**** Source data ****

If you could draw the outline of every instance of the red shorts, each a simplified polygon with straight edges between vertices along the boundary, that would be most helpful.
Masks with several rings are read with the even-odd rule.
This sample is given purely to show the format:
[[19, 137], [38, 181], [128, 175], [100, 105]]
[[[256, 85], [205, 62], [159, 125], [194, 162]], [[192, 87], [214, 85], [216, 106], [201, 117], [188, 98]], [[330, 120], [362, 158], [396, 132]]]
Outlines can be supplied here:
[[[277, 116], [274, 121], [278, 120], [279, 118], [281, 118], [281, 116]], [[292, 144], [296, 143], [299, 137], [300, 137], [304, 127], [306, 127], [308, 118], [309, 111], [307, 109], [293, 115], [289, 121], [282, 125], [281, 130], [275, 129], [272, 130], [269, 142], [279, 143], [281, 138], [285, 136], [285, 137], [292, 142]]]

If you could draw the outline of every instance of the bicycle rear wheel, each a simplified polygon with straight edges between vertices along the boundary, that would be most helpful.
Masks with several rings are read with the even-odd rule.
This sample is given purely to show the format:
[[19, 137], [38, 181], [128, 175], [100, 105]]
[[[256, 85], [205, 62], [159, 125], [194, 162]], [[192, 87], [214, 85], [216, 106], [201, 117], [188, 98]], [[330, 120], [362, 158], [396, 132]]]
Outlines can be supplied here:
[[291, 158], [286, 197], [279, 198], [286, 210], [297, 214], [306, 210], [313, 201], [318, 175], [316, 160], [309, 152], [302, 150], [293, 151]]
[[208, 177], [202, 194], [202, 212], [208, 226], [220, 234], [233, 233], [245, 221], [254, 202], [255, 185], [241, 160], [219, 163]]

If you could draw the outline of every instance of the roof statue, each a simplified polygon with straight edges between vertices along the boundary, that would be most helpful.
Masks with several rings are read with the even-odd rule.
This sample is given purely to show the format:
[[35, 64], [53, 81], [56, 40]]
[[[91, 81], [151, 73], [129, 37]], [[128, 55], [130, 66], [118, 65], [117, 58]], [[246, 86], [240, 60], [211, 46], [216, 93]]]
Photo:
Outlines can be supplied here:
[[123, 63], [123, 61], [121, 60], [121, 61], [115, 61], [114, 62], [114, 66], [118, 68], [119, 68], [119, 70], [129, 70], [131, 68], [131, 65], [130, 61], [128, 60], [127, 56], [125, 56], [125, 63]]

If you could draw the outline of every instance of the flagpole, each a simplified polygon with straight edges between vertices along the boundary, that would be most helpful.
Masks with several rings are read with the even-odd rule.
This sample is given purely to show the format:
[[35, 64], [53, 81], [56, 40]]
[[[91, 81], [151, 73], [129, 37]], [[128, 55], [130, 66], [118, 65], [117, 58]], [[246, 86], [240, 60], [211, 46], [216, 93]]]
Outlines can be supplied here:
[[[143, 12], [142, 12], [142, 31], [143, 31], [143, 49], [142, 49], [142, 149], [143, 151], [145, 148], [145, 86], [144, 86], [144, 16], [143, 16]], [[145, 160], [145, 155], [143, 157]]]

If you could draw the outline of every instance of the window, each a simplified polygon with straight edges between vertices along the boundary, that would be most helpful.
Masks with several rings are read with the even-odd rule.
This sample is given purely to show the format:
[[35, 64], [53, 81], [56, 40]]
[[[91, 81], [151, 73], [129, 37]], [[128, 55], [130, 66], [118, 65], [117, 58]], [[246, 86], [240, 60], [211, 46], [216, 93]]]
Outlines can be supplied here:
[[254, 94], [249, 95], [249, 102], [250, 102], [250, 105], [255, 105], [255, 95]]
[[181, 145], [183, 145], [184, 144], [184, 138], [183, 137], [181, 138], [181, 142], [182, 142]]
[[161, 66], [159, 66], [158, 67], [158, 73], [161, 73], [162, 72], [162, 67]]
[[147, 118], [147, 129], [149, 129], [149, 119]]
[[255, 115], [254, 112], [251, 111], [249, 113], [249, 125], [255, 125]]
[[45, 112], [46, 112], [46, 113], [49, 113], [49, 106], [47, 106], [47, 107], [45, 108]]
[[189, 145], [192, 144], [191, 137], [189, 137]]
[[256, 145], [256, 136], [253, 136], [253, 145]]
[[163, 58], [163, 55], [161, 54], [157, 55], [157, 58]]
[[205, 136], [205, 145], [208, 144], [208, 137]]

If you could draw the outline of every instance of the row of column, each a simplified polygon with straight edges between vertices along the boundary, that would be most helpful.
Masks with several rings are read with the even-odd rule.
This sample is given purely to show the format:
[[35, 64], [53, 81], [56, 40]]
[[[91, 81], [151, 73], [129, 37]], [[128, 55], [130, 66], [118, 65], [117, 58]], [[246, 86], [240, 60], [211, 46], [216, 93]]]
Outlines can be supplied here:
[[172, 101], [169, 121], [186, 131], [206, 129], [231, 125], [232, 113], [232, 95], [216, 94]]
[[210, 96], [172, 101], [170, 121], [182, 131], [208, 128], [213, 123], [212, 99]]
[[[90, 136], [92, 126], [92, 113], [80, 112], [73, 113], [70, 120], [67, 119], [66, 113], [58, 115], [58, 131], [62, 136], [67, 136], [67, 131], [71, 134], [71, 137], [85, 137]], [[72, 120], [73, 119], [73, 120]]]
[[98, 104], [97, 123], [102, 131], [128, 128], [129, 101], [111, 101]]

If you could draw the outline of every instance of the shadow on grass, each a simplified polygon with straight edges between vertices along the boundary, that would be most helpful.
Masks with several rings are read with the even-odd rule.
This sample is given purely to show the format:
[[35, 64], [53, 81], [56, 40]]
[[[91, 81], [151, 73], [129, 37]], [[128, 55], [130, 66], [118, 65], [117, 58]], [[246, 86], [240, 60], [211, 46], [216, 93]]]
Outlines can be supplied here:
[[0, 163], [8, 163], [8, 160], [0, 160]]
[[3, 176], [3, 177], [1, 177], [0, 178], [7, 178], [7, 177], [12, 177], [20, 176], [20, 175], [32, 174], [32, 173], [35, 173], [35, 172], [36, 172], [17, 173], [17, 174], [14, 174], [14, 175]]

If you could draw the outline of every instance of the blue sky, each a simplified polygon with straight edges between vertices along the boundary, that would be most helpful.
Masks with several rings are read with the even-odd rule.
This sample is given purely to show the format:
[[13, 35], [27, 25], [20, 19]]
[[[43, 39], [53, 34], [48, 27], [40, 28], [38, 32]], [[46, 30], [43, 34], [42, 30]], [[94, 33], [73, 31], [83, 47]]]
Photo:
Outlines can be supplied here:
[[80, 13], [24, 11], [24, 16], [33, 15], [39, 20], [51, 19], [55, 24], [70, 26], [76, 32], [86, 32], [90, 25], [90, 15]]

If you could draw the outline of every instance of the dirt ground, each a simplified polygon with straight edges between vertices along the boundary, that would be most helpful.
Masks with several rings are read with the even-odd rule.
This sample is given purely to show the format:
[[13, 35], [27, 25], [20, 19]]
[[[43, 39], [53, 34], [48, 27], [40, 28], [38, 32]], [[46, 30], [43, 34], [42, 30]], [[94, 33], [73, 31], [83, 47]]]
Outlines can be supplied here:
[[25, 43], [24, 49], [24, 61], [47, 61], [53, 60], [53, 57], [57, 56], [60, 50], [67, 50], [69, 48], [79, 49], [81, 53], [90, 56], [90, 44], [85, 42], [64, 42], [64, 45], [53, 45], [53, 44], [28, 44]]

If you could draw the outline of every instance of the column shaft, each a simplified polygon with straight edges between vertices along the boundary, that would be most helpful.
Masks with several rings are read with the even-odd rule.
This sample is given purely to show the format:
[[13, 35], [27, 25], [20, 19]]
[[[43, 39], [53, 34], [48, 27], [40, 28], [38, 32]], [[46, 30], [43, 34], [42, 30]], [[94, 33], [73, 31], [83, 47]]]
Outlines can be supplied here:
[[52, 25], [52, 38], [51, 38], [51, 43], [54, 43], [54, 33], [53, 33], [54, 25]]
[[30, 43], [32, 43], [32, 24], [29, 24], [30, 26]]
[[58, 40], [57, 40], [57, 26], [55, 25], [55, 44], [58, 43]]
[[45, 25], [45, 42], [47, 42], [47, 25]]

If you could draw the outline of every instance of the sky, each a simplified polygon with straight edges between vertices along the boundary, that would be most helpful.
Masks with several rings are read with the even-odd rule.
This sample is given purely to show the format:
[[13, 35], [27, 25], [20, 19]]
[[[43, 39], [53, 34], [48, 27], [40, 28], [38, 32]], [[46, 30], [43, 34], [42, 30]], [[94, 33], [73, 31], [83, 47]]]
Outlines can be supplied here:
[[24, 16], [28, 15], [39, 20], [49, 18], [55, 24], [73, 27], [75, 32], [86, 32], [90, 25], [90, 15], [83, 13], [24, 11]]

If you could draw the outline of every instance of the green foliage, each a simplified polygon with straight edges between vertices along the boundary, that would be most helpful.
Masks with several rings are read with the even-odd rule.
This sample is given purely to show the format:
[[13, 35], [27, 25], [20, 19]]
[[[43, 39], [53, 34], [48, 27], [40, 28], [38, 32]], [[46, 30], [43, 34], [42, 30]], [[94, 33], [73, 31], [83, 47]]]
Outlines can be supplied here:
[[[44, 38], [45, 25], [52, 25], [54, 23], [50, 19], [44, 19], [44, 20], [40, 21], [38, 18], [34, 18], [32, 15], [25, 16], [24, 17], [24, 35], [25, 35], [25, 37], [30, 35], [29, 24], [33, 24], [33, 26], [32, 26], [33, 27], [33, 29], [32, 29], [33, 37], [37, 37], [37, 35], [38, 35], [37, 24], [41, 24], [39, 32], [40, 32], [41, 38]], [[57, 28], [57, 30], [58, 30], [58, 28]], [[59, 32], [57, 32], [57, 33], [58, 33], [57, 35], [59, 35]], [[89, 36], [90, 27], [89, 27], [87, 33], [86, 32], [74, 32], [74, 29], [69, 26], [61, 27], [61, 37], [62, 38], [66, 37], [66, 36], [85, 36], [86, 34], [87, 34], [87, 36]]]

****

- **Your task**
Put the lines of the data between the line holding "of the bicycle" and the line holding "155], [143, 157]]]", inclusive, into a JSON list of strings with one string per line and blank lines omitted.

- **Answer to this exercise**
[
  "If you could draw the outline of every instance of the bicycle rear wheel, each a simplified polygon with straight edges between vertices along the boundary, that would be most helpful.",
  "Masks with several rings are read with the even-odd rule.",
  "This sample is given purely to show the format:",
  "[[19, 137], [38, 181], [128, 175], [100, 105]]",
  "[[[256, 85], [205, 62], [159, 125], [194, 162]], [[192, 87], [214, 85], [216, 106], [201, 117], [188, 98]], [[330, 120], [362, 158], [396, 132]]]",
  "Outlines can be supplied here:",
  "[[291, 158], [286, 197], [279, 198], [286, 210], [297, 214], [306, 210], [313, 201], [318, 175], [316, 160], [309, 152], [302, 150], [293, 151]]",
  "[[208, 177], [202, 194], [202, 212], [208, 226], [220, 234], [233, 233], [245, 221], [254, 202], [255, 185], [241, 160], [219, 163]]",
  "If you could draw the outline of every instance of the roof statue, each a simplified polygon with straight edges between vertices along the boundary, that would be most helpful.",
  "Masks with several rings are read with the even-odd rule.",
  "This sample is given purely to show the format:",
  "[[35, 64], [53, 81], [56, 40]]",
  "[[[91, 81], [151, 73], [129, 37]], [[128, 55], [130, 66], [118, 65], [117, 58]], [[246, 86], [240, 60], [211, 46], [216, 93]]]",
  "Photo:",
  "Outlines can be supplied here:",
  "[[123, 63], [123, 61], [121, 60], [121, 61], [115, 61], [114, 62], [114, 66], [118, 68], [119, 68], [119, 70], [129, 70], [131, 68], [131, 65], [130, 61], [128, 60], [127, 56], [125, 56], [125, 63]]",
  "If you could draw the outline of every instance of the flagpole, each a simplified polygon with straight edges between vertices along the boundary, that would be most helpful.",
  "Masks with several rings are read with the even-odd rule.",
  "This sample is given purely to show the format:",
  "[[35, 64], [53, 81], [56, 40]]",
  "[[[91, 81], [151, 73], [129, 37]], [[128, 55], [130, 66], [118, 65], [117, 58]], [[246, 86], [240, 60], [211, 46], [216, 93]]]",
  "Outlines can be supplied here:",
  "[[[143, 12], [142, 12], [142, 31], [143, 31], [143, 49], [142, 49], [142, 149], [143, 151], [145, 148], [145, 86], [144, 86], [144, 16], [143, 16]], [[145, 160], [145, 155], [143, 157]]]"
]